* Start Given data *
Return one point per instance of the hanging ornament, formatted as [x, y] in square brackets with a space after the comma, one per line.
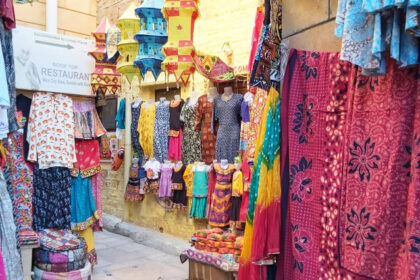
[129, 25]
[179, 50]
[105, 77]
[213, 68]
[153, 34]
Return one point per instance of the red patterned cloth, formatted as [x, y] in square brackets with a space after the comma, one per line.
[88, 158]
[380, 214]
[314, 99]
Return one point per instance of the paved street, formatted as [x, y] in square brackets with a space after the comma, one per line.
[120, 258]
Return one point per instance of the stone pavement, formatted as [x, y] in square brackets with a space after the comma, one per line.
[120, 258]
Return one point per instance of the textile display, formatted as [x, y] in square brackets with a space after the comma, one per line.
[87, 234]
[161, 131]
[4, 98]
[381, 176]
[51, 131]
[96, 183]
[264, 195]
[203, 123]
[128, 48]
[7, 49]
[227, 114]
[190, 142]
[105, 76]
[219, 214]
[213, 68]
[81, 274]
[9, 251]
[88, 158]
[179, 50]
[83, 209]
[146, 128]
[51, 199]
[313, 123]
[371, 28]
[87, 124]
[151, 37]
[21, 186]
* End Given data *
▶ **Requirement**
Reproduce all of the material above word for word, leaving out the pictures.

▶ **Final result**
Return one point per instance of the hanging ornament, formatted as [x, y] in square brackets with a space after the comma, one per line.
[129, 25]
[179, 50]
[105, 77]
[213, 68]
[153, 34]
Return one point per instance of the red patterned cloth, formatted as [x, y] in square brackets with a space after the comma, one per line.
[88, 158]
[380, 214]
[314, 99]
Return one point per instance of the paved street, formatted as [x, y] in square brackets with a space after the comma, one per line.
[120, 258]
Return one point per instance of the stone pavement, formatted as [x, y] in square brackets with a space after the comma, one per line.
[120, 258]
Return one point per instance of the textile display, formatted as [x, y] in square brackets with a space after the comma, one per line.
[87, 234]
[161, 131]
[4, 98]
[381, 176]
[51, 131]
[96, 183]
[264, 195]
[203, 123]
[128, 48]
[7, 49]
[227, 114]
[190, 142]
[105, 76]
[219, 214]
[213, 68]
[81, 274]
[9, 251]
[88, 158]
[179, 50]
[83, 209]
[146, 128]
[51, 199]
[313, 123]
[371, 28]
[87, 124]
[151, 37]
[21, 186]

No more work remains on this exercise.